• EXERCISE DETAILS: Copy out every record below with complete accuracy.

• DATA LISTING:
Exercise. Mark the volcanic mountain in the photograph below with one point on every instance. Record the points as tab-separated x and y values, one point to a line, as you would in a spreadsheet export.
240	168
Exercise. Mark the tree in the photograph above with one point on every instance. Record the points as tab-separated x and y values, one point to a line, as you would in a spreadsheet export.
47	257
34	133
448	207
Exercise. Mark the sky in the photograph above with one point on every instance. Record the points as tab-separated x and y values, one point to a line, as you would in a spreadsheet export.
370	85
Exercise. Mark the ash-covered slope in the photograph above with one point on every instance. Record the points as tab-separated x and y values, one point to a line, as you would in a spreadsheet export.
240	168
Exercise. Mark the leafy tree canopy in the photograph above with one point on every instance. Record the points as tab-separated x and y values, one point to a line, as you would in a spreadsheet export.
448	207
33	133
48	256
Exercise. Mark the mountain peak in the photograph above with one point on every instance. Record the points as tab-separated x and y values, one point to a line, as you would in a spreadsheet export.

• RESULT OF THE TASK:
Exercise. Mark the volcanic mountain in the photograph below with one point on every instance. Record the points as tab-separated x and y values, one point to a line, as you would in a spreadsheet export.
240	168
Exercise. Mark the tree in the photograph above with one point on every instance. Record the points as tab-separated x and y values, one point to a line, as you would in a spreadsheet export.
47	257
34	133
448	207
Exercise. Mark the sky in the photograph above with one point on every instance. Record the points as tab-separated x and y values, one point to a line, as you would in a spreadsheet export.
370	85
Exercise. Mark the ash-covered slope in the photograph above with one point on every instance. Record the points as tab-separated x and y values, one point to a line, as you would in a spreadsheet export.
240	168
Exercise. Mark the leafy tree canopy in the photograph above with one point on every instance. Record the points as tab-separated x and y values, one point to a line, as you would in a spreadsheet export.
448	207
33	133
48	256
Exercise. Mark the mountain peak in the photograph above with one point on every instance. Record the points as tab-separated x and y values, one point to a line, as you would in a spreadsheet export.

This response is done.